Potts column: Memorable moments of 2009
By Shavonne Potts
It seems that everywhere you look there is a countdown to something ó most influential of 2009, biggest scandals or even top movies of the year.
I decided to put my own countdown together. I’m counting down my most memorable moments of this year.
10. This year started off with me wanting to buy my first piece of furniture, a bed.
In years past, I’d taken in very nice hand-me-down couches, tables and, yes, a bed. This was the year I was finally going to buy my own. It was a big step for me. I’d saved up enough money and decided on a style I liked. The final choice came from Hardiman & Son in downtown Salisbury.
When the movers brought in my bed and it was all set up, I did what any girl would do who’d just bought a nice queen-sized bed … I jumped up and down on it like a 2-year-old jacked up on sugar. I rolled around on the mattress like I was making snow angels.
Then I took a breather because I realized I’m not that in shape. It was heaven, but most of all, it was mine.
9. Jan. 20, 2009, the day the first African-American president was sworn into office. When Barack Obama won the election in November, I was excited like many others, but it didn’t quite sink in. I even heard them pronounce on election night that Obama had won. But it wasn’t until January, when he raised his right hand and placed his left one on the Holy Bible, that it clicked for me. I’m sure I will be one of those grannies who tells her grandkids, “Baby, I remember when we got our nation’s first black president.”
8. I attended my first black-tie affair. Well, actually it was black and gold, the color scheme. I’ve traveled all over the world and had many experiences as a journalist, but my first formal event was my uncle Mitchell’s 50th birthday bash. He’ll probably kill me for saying he’s 50. (You still love me, right Mitch?)
This was a special time with family. There were wardrobe changes (Mitchell), a limo, champagne, balloons, dancing and shrimp cocktail. (I love shrimp!) One thing is for sure, my uncle sure knows how to do it BIG.7. I try to give back in little ways throughout the year, whether it’s giving blood, volunteering or making donations for various charities.

## MATERIAL
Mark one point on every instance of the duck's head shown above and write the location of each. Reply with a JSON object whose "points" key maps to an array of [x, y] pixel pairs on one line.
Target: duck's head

## TO-DO LIST
• 1. Can you duplicate the memorable-moments column word for word, from "10. This year" up to and including "it was mine."?
• 2. According to the memorable-moments column, what were all the things at uncle Mitchell's 50th birthday bash?
The data has no connection to the column on memorable moments of 2009.

## ANSWER LIST
• 1.
10. This year started off with me wanting to buy my first piece of furniture, a bed.
In years past, I’d taken in very nice hand-me-down couches, tables and, yes, a bed. This was the year I was finally going to buy my own. It was a big step for me. I’d saved up enough money and decided on a style I liked. The final choice came from Hardiman & Son in downtown Salisbury.
When the movers brought in my bed and it was all set up, I did what any girl would do who’d just bought a nice queen-sized bed … I jumped up and down on it like a 2-year-old jacked up on sugar. I rolled around on the mattress like I was making snow angels.
Then I took a breather because I realized I’m not that in shape. It was heaven, but most of all, it was mine.

• 2.
- Wardrobe changes
- A limo
- Champagne
- Balloons
- Dancing
- Shrimp cocktail